Tally the lines in the records below that contain "shape" and return only the result.
◇ ◇ ◇ ◇
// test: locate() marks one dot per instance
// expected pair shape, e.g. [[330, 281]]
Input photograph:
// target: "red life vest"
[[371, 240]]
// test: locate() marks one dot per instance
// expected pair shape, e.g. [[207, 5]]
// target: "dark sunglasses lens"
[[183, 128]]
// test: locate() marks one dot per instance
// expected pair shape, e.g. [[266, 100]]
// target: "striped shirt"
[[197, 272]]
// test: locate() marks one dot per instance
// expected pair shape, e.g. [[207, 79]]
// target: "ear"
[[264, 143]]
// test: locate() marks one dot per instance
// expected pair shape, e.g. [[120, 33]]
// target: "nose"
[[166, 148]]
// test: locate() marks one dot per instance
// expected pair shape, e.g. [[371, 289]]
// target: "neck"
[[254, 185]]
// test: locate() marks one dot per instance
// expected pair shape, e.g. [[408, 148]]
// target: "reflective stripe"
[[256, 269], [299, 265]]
◇ ◇ ◇ ◇
Exercise response =
7